- [SHORT TASK A]:
Copy the entries below exactly, starting at the line containing "If you could identify the gray" and ending at the last line of the entries. Leave the pictures out.

-- start DOCUMENT SEGMENT --

National museum for western arts at Tokyo

国立西洋美術館

National museum for western arts at Tokyo
Architect: Le Corbusier
Address: 7-7 Ueno-Koen, Taito-Ku, Tokyo, Japan
Project:1955
Completion:1957-59, 1979, 1997
Area:4399 m2
Built Up Area:1587 m2


A wealthy Japanese resident in Paris, M. Matsukata, had amassed an imposing collection of Impressionist art, both painting and sculpture. During the war of ‘39 this collection was considered as a war prize by the French government. After successful negotiations, the collection was restored to the Japanese government on the condition that it be housed in a new building in Tokyo which shall be called “The National Museum of Fine Arts of the West”, with the intention of acquainting the Japanese public, in a scientific manner, with the past, present and future evolution of western art, starting with Impressionism.

-- end DOCUMENT SEGMENT --

- [SHORT TASK B]:
In the museum description, on what condition was the collection restored to the Japanese government?

-- start DATA SECTION --

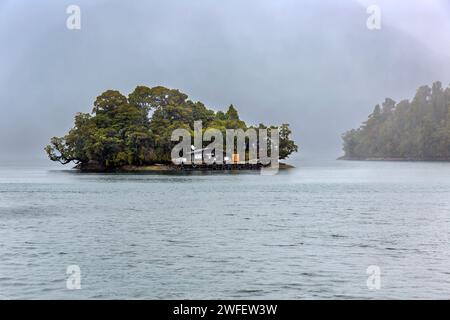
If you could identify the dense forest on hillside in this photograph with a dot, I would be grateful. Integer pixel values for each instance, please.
(136, 130)
(411, 130)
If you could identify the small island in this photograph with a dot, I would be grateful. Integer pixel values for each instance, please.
(416, 130)
(133, 133)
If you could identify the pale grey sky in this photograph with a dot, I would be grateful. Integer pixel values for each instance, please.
(313, 64)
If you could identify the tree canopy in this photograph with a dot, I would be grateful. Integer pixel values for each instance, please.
(415, 130)
(136, 130)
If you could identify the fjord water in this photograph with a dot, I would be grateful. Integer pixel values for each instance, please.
(307, 233)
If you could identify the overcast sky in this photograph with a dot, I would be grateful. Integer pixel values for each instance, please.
(313, 64)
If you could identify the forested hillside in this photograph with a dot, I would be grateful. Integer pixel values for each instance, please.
(417, 129)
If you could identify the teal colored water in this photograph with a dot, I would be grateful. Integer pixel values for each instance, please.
(308, 233)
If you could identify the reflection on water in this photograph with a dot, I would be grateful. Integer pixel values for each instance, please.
(307, 233)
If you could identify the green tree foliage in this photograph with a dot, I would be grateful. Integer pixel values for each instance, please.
(136, 130)
(417, 130)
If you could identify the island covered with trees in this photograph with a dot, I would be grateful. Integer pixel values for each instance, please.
(416, 130)
(135, 132)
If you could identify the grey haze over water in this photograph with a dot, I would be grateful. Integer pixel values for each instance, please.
(313, 64)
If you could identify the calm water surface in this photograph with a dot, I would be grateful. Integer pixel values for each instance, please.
(309, 233)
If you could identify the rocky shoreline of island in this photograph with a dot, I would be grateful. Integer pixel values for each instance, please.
(169, 167)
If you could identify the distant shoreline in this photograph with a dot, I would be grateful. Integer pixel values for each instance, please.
(392, 159)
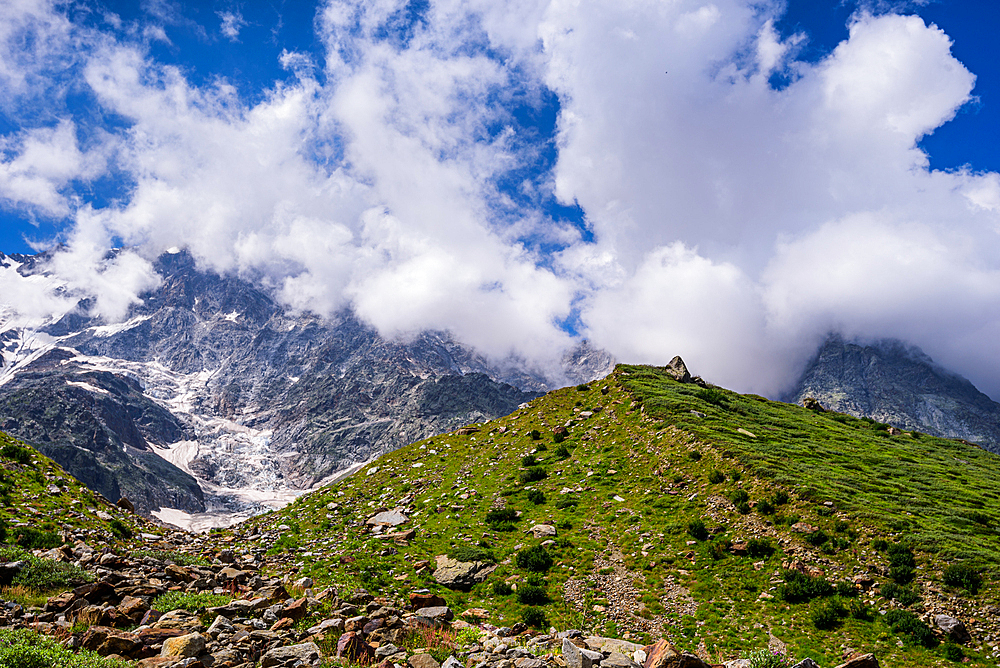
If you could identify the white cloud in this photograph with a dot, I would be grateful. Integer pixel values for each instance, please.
(732, 223)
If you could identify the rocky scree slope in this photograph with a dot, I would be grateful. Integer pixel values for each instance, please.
(640, 507)
(898, 384)
(232, 390)
(168, 599)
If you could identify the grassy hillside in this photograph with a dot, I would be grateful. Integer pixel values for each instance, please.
(677, 510)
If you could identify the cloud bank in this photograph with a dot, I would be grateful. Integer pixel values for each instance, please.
(722, 217)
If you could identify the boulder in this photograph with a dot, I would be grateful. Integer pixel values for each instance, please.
(461, 575)
(105, 641)
(953, 628)
(304, 654)
(422, 661)
(863, 661)
(677, 370)
(352, 647)
(191, 644)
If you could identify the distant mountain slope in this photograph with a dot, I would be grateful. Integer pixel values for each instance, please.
(901, 386)
(210, 379)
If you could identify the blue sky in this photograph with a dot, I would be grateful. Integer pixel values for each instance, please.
(729, 180)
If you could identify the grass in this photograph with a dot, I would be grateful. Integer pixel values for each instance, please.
(21, 648)
(623, 488)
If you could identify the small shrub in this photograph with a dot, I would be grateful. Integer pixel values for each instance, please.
(759, 547)
(765, 658)
(120, 529)
(697, 530)
(534, 617)
(533, 474)
(846, 589)
(192, 602)
(34, 539)
(799, 587)
(964, 576)
(500, 517)
(905, 623)
(536, 496)
(952, 652)
(764, 507)
(719, 549)
(827, 614)
(860, 611)
(501, 588)
(465, 552)
(816, 538)
(532, 595)
(534, 558)
(904, 595)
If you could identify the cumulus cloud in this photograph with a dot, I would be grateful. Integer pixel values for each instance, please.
(726, 220)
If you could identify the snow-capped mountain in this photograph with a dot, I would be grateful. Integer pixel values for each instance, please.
(210, 398)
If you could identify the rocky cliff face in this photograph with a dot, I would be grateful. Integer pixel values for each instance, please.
(211, 380)
(901, 386)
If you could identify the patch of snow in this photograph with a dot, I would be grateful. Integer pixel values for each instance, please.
(104, 331)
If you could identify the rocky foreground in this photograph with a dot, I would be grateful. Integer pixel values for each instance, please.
(268, 621)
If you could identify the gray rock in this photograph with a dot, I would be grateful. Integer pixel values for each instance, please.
(574, 656)
(307, 653)
(806, 663)
(953, 628)
(461, 574)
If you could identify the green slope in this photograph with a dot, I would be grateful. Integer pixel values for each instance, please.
(647, 462)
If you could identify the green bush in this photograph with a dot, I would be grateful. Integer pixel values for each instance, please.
(500, 516)
(799, 587)
(534, 617)
(759, 547)
(964, 576)
(697, 530)
(532, 595)
(192, 602)
(860, 611)
(21, 648)
(904, 595)
(826, 615)
(536, 496)
(846, 589)
(501, 588)
(465, 552)
(120, 529)
(905, 623)
(34, 539)
(534, 558)
(16, 453)
(764, 507)
(44, 574)
(533, 474)
(816, 538)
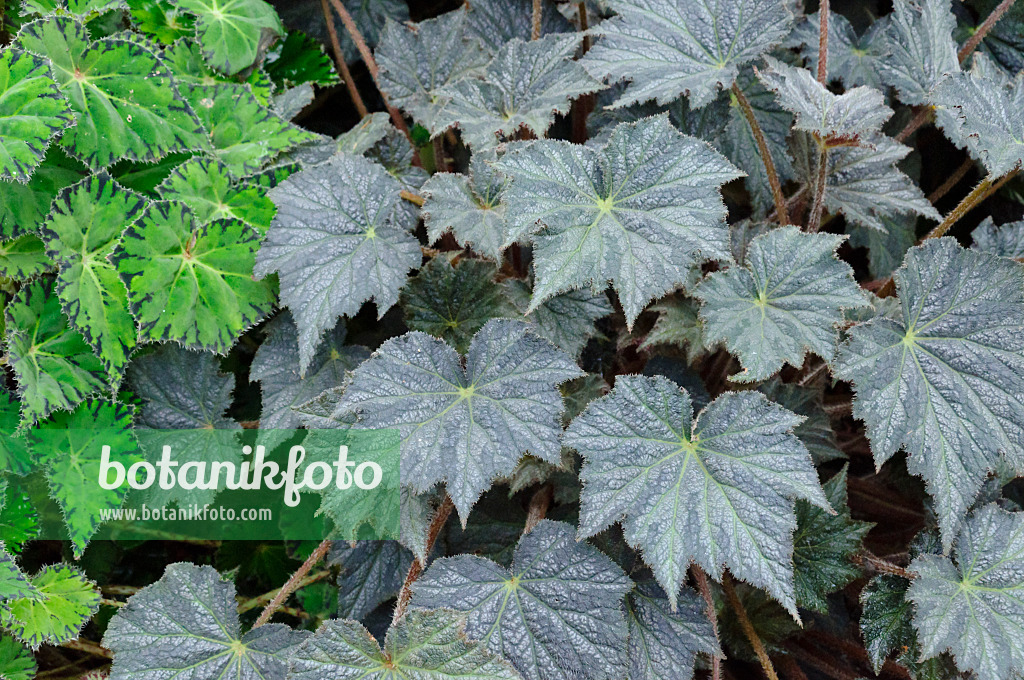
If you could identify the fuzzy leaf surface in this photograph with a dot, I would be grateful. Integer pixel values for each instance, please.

-- end DATA SECTION --

- [COMPLETE ANSWER A]:
If you could identify the gray rock in this photograph with a dot, I would be grateful. Integer pixel values for each instance, please.
(574, 656)
(307, 653)
(806, 663)
(953, 628)
(461, 574)
If you could identify the green slope in this photograph with a dot, I would be grateful. Integer pixel values for each instance, please.
(647, 462)
If you could identify the green bush in this photograph with a dot, I would be grateful. Integer pixel values for each instance, please.
(500, 516)
(799, 587)
(534, 617)
(759, 547)
(964, 576)
(697, 530)
(532, 595)
(192, 602)
(860, 611)
(21, 648)
(904, 595)
(826, 615)
(536, 496)
(846, 589)
(501, 588)
(465, 552)
(120, 529)
(905, 623)
(34, 539)
(534, 558)
(16, 453)
(764, 507)
(44, 574)
(533, 474)
(816, 538)
If you could identify the fuzzy leaf surface in this photograph with a dot, I would be grateful. Integer pixel values for each instance, please.

- [COMPLETE ANSWER B]:
It had to be housed in a new building in Tokyo called "The National Museum of Fine Arts of the West."